--- VORLIEGENDER TEXT ---

Yassin Hankir zieht schon sein zweites FinTech-Start-up hoch. Savedroid heißt das aktuelle Baby, was so viel bedeutet wie Sparroboter. Die App für das Mobiltelefon soll den inneren Schweinehund im Nutzer an die kurze Leine nehmen und ihn zum Sparen anregen, wann immer die Möglichkeit dazu besteht.
Die rein finanzielle Dienstleistung des Sparkontos ist dabei nur ein Teil des Geschäftsmodells, erklären Hankir und sein Mitgründer Marco Trautmann am Konferenztisch im Savedroid Büro mitten im rauen Gutleutviertel nicht weit vom Frankfurter Hauptbahnhof. Strategie von Savedroid soll vielmehr sein, anhand der Kontobewegungen der Kunden deren Sparpotenzial zu erkennen. Beispiel: Der Handy- oder Energieversorgungsvertrag ist zu teuer und könnte gegen ein billigeres Angebot bei vergleichbarer Leistung getauscht werden.

--- AUSGEWÄHLTE DATENSÄTZE ---

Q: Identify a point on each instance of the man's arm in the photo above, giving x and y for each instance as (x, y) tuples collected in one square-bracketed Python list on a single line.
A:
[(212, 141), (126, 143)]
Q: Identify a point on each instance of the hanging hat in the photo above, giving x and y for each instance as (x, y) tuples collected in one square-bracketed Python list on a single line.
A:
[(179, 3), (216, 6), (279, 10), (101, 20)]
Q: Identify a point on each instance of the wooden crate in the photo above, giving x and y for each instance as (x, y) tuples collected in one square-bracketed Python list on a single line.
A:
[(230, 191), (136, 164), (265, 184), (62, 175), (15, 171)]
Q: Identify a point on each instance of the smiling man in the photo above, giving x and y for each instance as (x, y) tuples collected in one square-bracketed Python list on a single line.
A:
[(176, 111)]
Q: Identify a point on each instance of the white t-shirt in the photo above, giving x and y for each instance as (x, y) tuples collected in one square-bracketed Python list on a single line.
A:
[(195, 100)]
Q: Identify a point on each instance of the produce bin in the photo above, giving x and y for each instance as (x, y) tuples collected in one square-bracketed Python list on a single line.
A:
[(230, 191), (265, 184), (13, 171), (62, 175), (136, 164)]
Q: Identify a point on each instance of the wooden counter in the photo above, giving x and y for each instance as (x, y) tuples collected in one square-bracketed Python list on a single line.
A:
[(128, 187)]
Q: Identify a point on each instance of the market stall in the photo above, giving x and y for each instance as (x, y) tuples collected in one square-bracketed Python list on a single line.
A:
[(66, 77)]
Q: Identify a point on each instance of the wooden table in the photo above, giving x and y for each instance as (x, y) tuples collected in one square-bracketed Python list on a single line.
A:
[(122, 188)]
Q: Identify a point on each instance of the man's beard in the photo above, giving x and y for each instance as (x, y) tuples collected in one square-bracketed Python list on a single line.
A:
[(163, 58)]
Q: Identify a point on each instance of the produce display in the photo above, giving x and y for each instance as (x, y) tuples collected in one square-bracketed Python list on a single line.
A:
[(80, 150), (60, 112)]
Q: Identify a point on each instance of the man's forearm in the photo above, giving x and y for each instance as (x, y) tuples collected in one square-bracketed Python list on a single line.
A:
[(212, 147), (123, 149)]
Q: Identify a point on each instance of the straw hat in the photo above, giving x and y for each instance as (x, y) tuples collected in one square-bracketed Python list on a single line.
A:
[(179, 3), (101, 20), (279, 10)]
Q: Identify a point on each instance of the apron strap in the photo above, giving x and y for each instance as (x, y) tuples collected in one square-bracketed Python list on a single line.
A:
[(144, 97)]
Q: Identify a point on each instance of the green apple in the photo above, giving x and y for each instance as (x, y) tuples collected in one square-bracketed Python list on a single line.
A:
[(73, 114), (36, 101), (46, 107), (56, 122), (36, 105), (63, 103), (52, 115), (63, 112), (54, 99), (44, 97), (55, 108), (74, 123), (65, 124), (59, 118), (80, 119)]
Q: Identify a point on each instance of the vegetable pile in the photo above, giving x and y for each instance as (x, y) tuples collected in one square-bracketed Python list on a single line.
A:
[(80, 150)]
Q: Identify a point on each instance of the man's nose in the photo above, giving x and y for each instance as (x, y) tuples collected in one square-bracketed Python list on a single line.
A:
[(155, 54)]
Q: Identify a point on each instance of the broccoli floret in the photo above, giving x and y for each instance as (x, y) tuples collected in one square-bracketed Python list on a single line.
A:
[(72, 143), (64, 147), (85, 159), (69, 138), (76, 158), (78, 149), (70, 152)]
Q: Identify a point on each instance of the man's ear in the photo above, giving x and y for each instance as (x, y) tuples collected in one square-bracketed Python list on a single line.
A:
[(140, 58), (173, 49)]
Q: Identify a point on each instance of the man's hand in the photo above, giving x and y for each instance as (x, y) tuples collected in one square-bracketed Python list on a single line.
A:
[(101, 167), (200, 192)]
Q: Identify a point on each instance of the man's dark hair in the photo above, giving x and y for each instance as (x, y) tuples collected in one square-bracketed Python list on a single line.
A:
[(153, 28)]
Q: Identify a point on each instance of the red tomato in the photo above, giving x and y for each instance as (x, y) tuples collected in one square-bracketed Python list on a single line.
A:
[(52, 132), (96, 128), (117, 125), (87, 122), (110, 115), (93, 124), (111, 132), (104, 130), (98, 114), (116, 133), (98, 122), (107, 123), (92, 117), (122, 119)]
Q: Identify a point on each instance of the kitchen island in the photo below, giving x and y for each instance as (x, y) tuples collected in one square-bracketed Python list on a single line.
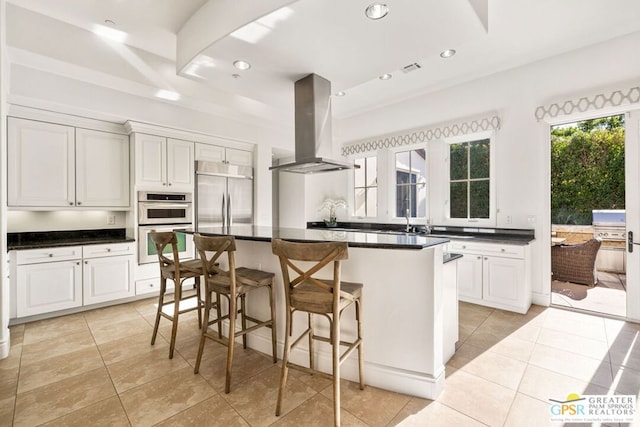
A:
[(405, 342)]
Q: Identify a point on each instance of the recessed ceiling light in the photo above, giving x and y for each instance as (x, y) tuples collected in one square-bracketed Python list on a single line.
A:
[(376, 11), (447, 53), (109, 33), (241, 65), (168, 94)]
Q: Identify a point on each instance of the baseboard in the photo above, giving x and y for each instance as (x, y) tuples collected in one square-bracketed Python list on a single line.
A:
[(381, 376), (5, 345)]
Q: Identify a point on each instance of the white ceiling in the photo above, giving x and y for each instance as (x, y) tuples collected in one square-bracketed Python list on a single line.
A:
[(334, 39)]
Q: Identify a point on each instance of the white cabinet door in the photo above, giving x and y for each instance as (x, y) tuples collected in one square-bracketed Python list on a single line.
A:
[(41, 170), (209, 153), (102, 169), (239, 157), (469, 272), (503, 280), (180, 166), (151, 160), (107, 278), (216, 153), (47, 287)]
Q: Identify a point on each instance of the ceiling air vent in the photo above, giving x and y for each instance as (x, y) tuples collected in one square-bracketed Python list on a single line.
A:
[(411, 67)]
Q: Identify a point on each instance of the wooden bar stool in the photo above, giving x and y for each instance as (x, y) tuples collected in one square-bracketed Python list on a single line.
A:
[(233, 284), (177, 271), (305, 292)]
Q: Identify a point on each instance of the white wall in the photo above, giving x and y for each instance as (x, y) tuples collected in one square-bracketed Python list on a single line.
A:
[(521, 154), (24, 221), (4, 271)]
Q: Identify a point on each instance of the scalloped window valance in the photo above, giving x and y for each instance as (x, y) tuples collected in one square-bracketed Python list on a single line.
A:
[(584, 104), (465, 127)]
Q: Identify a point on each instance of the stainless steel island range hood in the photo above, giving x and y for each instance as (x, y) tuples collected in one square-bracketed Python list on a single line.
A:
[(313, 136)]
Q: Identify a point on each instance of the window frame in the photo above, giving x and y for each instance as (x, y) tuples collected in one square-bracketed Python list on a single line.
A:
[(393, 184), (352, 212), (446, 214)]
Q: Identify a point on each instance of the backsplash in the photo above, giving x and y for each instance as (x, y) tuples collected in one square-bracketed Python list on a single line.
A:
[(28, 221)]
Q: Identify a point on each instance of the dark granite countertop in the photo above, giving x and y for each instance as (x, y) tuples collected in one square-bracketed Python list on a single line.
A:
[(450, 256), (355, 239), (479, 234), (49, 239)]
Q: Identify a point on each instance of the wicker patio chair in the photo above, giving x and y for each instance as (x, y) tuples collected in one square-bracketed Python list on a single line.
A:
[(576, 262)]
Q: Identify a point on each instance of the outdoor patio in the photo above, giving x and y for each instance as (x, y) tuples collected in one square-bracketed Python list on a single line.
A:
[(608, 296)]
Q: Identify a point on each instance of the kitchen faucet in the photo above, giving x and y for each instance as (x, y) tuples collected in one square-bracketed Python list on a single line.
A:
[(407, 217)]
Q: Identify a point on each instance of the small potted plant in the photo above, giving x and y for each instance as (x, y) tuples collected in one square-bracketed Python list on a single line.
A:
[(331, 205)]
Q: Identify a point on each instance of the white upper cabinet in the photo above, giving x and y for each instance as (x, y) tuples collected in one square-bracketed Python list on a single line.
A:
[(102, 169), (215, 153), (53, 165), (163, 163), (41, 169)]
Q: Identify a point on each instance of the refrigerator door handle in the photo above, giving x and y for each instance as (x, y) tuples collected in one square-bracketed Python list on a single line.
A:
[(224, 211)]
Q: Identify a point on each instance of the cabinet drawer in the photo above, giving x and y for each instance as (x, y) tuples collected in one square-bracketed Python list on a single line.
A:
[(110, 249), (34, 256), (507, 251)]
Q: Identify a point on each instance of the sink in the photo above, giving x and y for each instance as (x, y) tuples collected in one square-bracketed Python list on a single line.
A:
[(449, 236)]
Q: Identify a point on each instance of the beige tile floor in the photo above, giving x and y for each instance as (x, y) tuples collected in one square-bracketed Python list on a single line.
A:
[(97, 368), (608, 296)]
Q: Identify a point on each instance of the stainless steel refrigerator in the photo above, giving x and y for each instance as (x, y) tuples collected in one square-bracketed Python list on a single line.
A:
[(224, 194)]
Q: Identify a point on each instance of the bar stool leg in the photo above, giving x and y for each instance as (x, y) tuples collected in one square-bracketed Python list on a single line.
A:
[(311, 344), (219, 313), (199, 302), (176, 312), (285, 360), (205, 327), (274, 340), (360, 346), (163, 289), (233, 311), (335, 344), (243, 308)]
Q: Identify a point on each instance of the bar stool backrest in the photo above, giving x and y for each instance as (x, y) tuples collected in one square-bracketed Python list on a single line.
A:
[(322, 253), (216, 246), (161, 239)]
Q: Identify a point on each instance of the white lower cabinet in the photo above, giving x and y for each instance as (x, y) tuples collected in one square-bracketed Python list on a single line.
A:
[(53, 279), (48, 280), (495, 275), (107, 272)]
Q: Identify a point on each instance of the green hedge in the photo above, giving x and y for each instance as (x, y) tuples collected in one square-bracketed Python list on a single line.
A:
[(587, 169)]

---

§ **GESTELLTE AUFGABE**:
Führe alle Wörter aus dem Text über Savedroid auf, die mit „Spar“ beginnen, und zwar in der Form, in der sie dort stehen. Die Datensätze spielen hier keine Rolle.

§ **DAS ERGEBNIS**:
Sparroboter, Sparen, Sparkontos, Sparpotenzial